• **Short exercise**
Report every line of the data below that contains the word "after", matching its case exactly.

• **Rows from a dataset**
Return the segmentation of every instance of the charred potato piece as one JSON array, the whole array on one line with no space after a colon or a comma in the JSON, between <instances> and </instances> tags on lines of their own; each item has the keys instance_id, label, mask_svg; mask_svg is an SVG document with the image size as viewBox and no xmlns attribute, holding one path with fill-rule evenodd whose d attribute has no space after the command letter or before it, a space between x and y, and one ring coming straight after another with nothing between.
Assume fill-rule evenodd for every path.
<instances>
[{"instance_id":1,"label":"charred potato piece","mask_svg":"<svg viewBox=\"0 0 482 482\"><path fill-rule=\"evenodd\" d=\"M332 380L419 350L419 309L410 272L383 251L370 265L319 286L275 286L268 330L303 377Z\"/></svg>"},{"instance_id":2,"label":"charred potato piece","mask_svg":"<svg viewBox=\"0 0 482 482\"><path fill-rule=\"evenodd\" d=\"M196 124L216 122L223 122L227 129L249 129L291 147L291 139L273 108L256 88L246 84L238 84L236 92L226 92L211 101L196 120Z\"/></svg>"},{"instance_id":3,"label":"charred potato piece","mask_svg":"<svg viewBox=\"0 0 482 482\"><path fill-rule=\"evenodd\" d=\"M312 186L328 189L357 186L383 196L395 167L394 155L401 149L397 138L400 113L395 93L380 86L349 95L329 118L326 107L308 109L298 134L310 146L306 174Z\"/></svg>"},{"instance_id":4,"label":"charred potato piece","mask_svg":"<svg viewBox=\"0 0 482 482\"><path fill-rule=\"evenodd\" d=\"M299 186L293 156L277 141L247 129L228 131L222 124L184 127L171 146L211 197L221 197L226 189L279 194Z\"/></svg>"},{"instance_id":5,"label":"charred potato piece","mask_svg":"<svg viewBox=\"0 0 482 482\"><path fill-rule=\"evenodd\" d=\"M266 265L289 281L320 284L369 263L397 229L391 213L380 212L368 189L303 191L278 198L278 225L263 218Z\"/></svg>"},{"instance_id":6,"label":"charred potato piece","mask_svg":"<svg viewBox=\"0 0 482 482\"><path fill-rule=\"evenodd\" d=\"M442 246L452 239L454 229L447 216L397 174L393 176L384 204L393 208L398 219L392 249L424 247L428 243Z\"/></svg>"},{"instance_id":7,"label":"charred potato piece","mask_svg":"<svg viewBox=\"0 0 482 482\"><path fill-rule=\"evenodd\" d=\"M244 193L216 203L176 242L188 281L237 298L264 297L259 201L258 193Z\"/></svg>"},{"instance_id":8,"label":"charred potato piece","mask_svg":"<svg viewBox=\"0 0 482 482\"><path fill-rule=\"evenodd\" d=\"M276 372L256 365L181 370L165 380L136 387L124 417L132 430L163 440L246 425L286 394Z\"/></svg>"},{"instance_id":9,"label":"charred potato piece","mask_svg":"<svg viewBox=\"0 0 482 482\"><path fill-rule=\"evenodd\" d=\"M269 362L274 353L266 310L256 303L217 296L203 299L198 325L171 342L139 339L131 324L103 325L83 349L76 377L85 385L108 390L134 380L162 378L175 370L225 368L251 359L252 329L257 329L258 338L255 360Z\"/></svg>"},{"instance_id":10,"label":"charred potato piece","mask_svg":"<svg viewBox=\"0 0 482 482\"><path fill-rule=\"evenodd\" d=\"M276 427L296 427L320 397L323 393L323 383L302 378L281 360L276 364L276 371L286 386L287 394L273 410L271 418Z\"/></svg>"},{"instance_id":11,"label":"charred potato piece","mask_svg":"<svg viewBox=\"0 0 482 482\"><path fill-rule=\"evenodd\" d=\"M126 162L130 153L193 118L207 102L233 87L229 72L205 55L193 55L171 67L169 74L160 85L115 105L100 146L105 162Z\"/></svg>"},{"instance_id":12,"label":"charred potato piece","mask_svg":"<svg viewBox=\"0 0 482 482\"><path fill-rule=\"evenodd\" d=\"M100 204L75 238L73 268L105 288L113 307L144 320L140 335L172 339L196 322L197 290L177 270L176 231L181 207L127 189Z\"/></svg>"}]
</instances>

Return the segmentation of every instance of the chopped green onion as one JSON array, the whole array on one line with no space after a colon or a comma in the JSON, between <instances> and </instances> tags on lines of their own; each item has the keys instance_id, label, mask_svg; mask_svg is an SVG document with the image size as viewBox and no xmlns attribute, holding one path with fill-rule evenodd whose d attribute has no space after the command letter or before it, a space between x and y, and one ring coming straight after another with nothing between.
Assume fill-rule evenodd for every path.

• **Solution**
Return the segmentation of every instance of the charred potato piece as one JSON array, the whole array on one line with no space after a colon or a comma in the JSON, between <instances> and </instances> tags on lines of their own; each item has the keys instance_id, label, mask_svg; mask_svg is an SVG document with the image size as viewBox and no xmlns attribute, holding one path with fill-rule evenodd whose d attribute has no space after the command letter or before it, a space between x and y, and one ring coming straight after another with nothing between.
Return the segmentation of every instance of the chopped green onion as one JSON array, the whole array on one line with no space after a colon or a comma in the JSON, between <instances> and </instances> tags on lines of their own; each item has the keys instance_id, label, mask_svg; mask_svg is an SVG document with the image size as viewBox and no xmlns attribute, holding one path with fill-rule evenodd whose d attribute has no space after the command letter or before it, a space between x and y, and one ring coming straight after another with nothing between.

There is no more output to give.